*Text provided:*
I’ve been back from Baghdad nearly three months now. Several weeks ago I got some shocking news that took me right back.
One of the Knight Ridder Washington editors called to say that a Knight Ridder translator had been murdered, shot up in a car near his family’s home in the middle of the night, along with his toddler daughter and his mother. He’s the husband of another KR translator who several of us have worked with and are close to.
“What a country,” my husband said, after expressing the same shock and sympathy I felt.
I said that it seemed to run on revenge.
Some military leaders get this. But judging by their official statements, some coalition officials seem oblivious to the deep and widespread anger and humiliation that many ordinary Iraqis feel. The other day there was a story about US intelligence admitting they were facing a broad-based Shia revolt and not just the ire of firebrand cleric Moqtadr Sadr and Saddam loyalists. Anyone on the ground could have said the same, months ago.

*Required task A:*
In the Baghdad text, what did the writer's husband say after hearing the news of the translator's murder?

*Rows:*
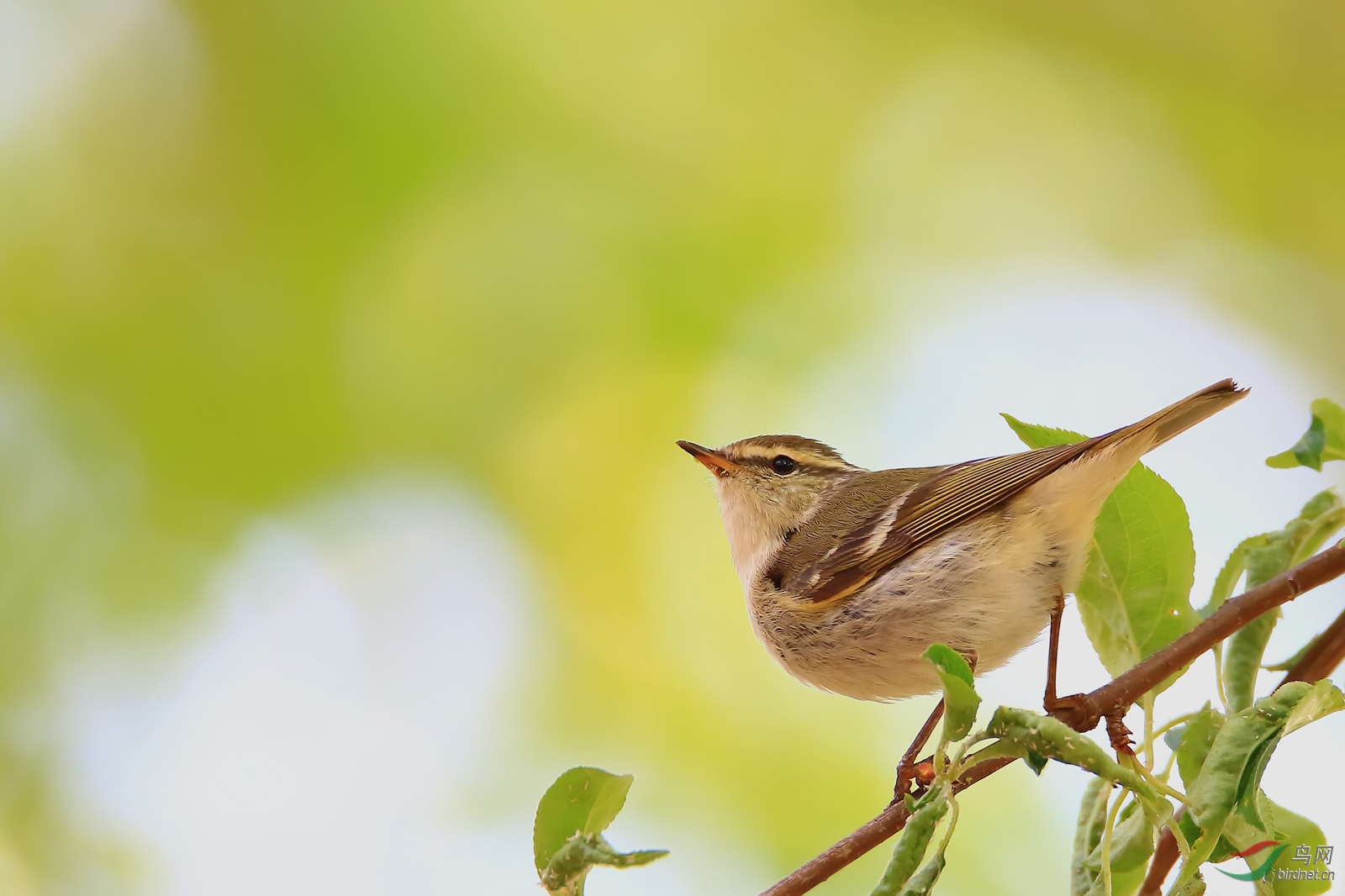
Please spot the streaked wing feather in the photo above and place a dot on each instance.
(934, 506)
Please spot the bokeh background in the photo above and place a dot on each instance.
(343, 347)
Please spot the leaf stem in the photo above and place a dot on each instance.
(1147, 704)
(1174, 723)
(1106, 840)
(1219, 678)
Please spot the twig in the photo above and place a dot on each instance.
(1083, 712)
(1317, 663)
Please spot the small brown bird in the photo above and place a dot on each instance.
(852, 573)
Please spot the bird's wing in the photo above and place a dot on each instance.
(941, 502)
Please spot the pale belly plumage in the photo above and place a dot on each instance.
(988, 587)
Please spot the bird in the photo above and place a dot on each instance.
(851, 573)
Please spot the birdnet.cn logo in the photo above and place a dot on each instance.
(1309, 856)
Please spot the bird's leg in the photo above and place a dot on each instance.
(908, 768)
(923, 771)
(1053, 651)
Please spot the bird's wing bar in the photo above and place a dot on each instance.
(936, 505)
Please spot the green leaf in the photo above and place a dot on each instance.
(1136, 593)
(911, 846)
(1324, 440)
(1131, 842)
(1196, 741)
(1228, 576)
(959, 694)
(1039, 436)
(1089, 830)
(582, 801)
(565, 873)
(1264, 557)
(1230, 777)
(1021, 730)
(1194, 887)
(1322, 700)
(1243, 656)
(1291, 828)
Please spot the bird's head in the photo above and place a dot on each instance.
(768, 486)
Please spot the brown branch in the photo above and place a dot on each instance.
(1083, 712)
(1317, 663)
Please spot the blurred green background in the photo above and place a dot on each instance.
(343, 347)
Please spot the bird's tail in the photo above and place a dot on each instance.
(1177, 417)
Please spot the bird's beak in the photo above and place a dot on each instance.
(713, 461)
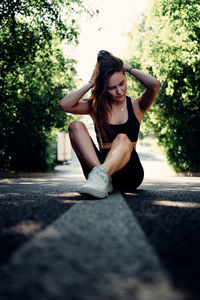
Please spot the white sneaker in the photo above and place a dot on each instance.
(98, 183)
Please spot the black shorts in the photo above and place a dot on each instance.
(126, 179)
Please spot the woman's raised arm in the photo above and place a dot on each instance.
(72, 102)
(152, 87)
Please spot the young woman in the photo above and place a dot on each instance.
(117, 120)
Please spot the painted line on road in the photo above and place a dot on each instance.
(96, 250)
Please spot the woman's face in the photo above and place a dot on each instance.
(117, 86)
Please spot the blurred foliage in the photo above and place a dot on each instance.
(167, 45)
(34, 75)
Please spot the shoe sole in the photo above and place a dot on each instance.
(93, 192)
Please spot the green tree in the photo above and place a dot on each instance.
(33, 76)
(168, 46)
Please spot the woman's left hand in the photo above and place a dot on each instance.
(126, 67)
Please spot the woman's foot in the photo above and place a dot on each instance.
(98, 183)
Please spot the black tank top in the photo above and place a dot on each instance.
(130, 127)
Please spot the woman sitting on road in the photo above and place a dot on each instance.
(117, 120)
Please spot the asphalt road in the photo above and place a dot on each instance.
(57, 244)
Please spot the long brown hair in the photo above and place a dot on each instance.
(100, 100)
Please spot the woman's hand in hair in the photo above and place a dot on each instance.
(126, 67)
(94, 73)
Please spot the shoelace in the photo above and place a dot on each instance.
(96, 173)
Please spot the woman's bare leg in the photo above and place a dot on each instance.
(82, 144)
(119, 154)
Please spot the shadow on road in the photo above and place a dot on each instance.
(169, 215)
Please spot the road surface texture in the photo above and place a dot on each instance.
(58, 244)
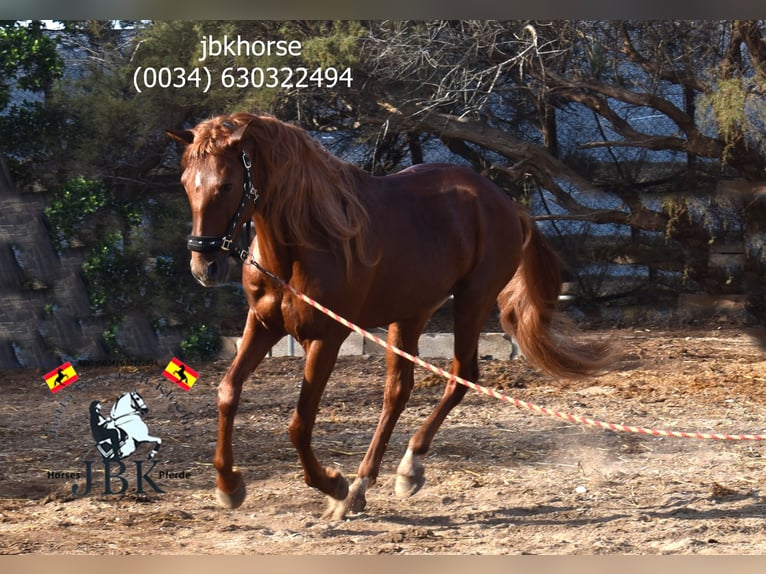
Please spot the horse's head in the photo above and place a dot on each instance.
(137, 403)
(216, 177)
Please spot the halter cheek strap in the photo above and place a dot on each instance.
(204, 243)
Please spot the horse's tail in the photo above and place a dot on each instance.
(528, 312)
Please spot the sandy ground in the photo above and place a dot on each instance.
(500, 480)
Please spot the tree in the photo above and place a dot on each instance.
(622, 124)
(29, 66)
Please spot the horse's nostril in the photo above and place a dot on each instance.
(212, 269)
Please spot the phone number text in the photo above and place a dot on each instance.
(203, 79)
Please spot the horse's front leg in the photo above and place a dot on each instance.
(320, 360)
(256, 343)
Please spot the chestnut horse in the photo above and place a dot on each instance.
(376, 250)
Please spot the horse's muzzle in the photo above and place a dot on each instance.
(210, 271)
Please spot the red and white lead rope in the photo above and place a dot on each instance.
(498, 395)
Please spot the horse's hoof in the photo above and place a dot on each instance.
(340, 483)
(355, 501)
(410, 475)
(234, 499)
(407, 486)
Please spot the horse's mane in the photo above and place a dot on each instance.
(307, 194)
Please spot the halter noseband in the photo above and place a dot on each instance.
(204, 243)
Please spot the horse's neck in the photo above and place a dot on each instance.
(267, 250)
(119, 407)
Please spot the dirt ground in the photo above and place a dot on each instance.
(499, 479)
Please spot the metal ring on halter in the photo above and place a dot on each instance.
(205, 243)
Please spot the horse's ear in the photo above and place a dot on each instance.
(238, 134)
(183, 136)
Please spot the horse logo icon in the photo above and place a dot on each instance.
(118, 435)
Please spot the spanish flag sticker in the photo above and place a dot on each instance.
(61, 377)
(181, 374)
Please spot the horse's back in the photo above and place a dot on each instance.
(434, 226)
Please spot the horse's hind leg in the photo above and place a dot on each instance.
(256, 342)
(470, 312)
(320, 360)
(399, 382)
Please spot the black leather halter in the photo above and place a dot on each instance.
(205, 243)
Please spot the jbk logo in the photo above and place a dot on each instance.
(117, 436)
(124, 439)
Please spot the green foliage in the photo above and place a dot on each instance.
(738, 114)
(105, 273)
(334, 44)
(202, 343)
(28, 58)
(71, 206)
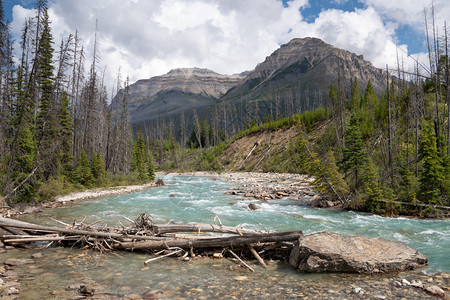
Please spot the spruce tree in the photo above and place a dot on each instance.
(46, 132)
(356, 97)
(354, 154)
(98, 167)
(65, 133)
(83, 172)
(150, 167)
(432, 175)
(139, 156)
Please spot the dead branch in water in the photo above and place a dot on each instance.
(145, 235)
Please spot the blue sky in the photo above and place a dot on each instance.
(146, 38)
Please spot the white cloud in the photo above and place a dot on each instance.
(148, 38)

==

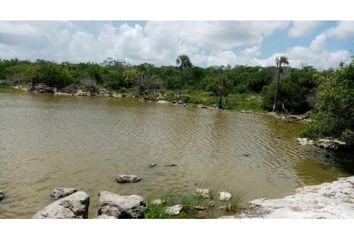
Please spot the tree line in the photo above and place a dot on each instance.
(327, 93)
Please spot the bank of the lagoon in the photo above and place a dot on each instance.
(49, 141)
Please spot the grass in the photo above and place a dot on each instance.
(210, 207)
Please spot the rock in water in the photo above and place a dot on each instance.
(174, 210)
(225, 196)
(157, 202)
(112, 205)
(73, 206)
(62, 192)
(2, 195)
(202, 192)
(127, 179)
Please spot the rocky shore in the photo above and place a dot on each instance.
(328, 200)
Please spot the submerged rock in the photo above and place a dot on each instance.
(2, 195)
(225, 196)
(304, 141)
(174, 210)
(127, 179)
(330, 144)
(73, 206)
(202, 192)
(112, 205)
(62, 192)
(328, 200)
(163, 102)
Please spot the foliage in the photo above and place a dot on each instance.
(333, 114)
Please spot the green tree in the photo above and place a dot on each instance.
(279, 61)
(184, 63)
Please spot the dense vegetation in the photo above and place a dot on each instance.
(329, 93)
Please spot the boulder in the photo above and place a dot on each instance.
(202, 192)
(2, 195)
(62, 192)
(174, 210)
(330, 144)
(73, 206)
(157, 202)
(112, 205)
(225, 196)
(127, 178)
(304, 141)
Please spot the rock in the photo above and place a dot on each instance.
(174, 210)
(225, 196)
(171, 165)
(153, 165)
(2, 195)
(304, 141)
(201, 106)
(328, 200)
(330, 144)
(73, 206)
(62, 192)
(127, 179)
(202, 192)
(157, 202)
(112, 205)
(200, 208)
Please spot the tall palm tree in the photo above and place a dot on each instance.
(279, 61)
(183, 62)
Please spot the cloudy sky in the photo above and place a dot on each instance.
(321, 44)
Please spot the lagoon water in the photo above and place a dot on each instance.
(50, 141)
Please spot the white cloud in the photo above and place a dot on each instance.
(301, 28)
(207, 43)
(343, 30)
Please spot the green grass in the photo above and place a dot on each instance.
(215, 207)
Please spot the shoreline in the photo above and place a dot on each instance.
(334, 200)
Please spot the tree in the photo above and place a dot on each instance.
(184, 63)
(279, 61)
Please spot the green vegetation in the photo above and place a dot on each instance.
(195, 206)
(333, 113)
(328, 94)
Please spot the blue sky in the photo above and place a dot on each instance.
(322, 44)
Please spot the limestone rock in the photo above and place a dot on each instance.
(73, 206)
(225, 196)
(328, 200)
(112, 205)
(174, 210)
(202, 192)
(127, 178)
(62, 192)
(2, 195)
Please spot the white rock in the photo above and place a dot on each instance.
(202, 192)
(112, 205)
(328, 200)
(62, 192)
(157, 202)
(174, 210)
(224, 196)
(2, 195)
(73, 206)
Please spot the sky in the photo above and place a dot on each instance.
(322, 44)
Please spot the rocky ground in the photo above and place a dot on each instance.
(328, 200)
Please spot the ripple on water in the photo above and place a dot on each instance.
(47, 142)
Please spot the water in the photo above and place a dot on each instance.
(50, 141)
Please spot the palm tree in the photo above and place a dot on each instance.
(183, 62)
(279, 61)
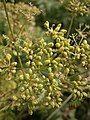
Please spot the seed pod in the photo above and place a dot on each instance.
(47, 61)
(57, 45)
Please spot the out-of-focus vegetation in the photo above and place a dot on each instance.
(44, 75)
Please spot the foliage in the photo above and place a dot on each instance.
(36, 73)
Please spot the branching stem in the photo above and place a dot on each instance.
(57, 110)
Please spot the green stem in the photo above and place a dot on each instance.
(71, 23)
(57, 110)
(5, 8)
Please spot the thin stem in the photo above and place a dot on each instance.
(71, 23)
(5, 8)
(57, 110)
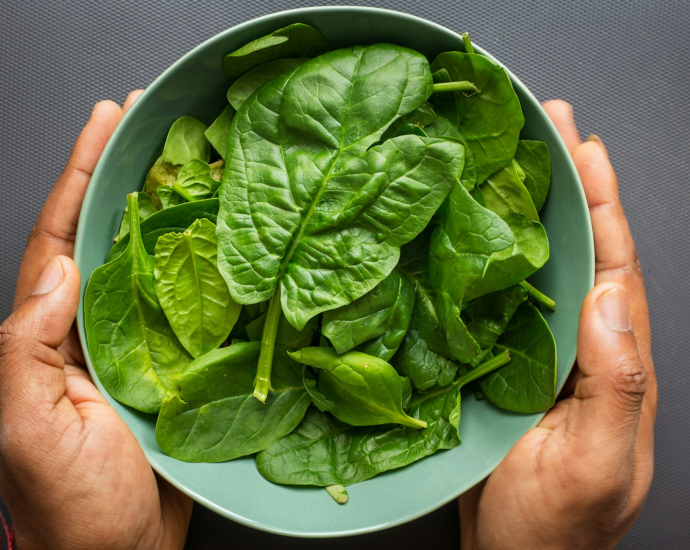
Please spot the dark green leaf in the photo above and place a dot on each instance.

*Required task B:*
Can you copy the lines of the records exactly, starting at the one containing "Please spot the streaked" and ending at the one containing "(1219, 678)", both included?

*Correct output A:*
"What a country."

*Correct output B:*
Please spot the streaked wing feather in the photo above and place a dot on each instance.
(934, 506)
Please spot the bokeh background in the photo above and place a dot on each instance.
(343, 347)
Please spot the leaf stem in the photo above and place a dot on each instance.
(1147, 704)
(1174, 723)
(1106, 840)
(1219, 678)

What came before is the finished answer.